- [Consignes]
A) Recopiez le passage de l'extrait depuis « Mme Labrie (Vivian): On » jusqu'à « de mauvaises communications. » inclus, en remplaçant « agents » par « conseillers ».
B) D'après l'extrait, à quelle date s'est tenu le Jeûne à relais ?
C) Dans la phrase de l'extrait qui commence par « Les personnes assistées sociales ont peur », relevez tous les groupes présentés comme ayant peur.

Mme Labrie (Vivian): On ne vit pas en vase clos, c'est certain. Maintenant, si on acceptait toujours les contraintes de l'environnement, on ne changerait jamais rien. L'exemple qu'on pourrait vous donner, c'est ce qu'on a vécu justement – je veux revenir un petit peu là-dessus – dans notre milieu avec des personnes assistées sociales puis des agents d'aide sociale, l'automne dernier, dans le cadre du Jeûne à relais, le 25 octobre dernier, puis plus récemment avec les gens du milieu, le 5 mars. Vous allez convenir avec nous que le vase plus large dans lequel on est perpétue énormément de peurs. Tout le monde a peur les uns des autres. Les personnes assistées sociales ont peur de leurs agents, les agents ont peur des personnes assistées sociales, les cadres ont peur de ce que les gens vont pouvoir dire, puis, au total, finalement on se retrouve qu'on a beaucoup de mauvaises communications.

- [Données fournies]
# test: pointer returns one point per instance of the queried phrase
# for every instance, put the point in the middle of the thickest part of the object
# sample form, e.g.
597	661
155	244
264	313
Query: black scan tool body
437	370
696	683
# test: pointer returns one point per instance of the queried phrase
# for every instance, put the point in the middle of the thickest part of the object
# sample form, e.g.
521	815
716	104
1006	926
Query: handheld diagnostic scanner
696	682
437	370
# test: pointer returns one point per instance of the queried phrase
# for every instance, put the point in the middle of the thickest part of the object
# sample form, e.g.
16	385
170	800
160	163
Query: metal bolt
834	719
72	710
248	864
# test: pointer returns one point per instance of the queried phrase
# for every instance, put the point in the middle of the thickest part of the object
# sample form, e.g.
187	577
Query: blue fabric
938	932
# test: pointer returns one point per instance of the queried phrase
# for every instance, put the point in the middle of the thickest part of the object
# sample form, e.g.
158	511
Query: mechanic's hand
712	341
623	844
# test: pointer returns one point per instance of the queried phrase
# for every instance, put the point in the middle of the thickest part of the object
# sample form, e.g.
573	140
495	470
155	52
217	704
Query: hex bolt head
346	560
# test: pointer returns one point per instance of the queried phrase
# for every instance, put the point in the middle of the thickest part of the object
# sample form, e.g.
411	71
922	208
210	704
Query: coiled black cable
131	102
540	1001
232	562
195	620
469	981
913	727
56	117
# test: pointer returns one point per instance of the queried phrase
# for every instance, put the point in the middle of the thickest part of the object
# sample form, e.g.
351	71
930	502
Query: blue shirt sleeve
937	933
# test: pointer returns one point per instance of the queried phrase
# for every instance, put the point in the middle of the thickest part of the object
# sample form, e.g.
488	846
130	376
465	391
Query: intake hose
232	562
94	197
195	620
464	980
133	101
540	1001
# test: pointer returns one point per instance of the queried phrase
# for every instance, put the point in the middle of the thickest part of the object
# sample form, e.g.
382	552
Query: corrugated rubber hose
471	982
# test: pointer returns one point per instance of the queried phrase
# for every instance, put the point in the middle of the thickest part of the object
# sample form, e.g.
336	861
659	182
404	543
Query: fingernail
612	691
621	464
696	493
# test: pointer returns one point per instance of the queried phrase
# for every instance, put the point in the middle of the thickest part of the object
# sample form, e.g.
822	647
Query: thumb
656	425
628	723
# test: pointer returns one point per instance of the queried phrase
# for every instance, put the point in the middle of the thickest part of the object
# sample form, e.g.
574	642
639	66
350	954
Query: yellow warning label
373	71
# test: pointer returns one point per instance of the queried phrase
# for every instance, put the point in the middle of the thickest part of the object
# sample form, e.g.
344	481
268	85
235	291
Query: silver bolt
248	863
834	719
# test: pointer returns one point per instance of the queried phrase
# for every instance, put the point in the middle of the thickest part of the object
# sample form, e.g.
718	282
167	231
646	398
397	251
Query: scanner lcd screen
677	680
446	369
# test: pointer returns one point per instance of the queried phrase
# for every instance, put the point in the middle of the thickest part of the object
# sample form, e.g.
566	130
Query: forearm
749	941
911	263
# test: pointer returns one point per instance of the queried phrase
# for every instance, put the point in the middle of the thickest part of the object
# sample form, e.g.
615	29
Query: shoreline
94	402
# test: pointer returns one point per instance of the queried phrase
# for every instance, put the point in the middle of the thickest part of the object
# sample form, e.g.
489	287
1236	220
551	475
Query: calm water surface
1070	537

- [Réponses]
A)
Mme Labrie (Vivian): On ne vit pas en vase clos, c'est certain. Maintenant, si on acceptait toujours les contraintes de l'environnement, on ne changerait jamais rien. L'exemple qu'on pourrait vous donner, c'est ce qu'on a vécu justement – je veux revenir un petit peu là-dessus – dans notre milieu avec des personnes assistées sociales puis des conseillers d'aide sociale, l'automne dernier, dans le cadre du Jeûne à relais, le 25 octobre dernier, puis plus récemment avec les gens du milieu, le 5 mars. Vous allez convenir avec nous que le vase plus large dans lequel on est perpétue énormément de peurs. Tout le monde a peur les uns des autres. Les personnes assistées sociales ont peur de leurs conseillers, les conseillers ont peur des personnes assistées sociales, les cadres ont peur de ce que les gens vont pouvoir dire, puis, au total, finalement on se retrouve qu'on a beaucoup de mauvaises communications.

B) Le 25 octobre dernier.

C) Les personnes assistées sociales, les agents, les cadres.